Work item: Retype exactly the stretch of lines that begins at the line containing "Where can you see the narrow" and ends at the last line of the data, with no other lines.

Exercise inputs Block Start

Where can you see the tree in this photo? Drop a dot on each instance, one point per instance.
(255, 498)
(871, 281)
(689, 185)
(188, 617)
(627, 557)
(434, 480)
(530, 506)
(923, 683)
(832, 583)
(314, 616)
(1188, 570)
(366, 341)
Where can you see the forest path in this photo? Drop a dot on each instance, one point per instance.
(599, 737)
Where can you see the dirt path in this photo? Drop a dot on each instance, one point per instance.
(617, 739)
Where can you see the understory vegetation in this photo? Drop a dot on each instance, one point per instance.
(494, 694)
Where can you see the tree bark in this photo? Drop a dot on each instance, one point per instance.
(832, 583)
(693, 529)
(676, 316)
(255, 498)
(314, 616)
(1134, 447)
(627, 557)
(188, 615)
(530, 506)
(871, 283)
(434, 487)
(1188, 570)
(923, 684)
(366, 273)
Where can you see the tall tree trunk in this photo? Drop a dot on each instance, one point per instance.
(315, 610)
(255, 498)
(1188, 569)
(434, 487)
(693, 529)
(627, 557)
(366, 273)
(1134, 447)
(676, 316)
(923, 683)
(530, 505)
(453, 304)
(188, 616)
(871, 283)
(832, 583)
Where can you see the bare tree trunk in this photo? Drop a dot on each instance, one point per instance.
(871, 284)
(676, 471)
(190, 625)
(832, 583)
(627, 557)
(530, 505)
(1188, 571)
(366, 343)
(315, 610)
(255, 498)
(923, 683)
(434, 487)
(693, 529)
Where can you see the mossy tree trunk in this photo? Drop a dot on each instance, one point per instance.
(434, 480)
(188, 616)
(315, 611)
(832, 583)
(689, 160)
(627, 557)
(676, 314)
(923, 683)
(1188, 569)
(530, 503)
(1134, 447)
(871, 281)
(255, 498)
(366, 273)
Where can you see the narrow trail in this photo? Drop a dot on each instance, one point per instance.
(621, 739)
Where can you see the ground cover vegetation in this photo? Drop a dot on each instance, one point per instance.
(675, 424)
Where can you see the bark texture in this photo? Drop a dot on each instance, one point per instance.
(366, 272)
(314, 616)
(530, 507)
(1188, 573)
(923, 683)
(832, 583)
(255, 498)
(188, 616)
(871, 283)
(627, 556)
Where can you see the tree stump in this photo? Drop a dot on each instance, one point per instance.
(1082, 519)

Exercise inputs Block End

Task answer:
Where can you see the narrow trail in this photo? Drop a dot on each instance, one point per instance.
(621, 739)
Where can you see the ground cover vegetation in this photo? Drop a dot on each instance, one point per instance.
(675, 424)
Where can you see the bark texture in this photo? Drop a dot on each instance, one point per instance.
(366, 272)
(314, 616)
(530, 507)
(1188, 573)
(923, 683)
(832, 583)
(255, 498)
(188, 616)
(871, 283)
(627, 556)
Where can you see the tree stump in this photo? Drop a dot on each instance, one point per instance.
(1082, 519)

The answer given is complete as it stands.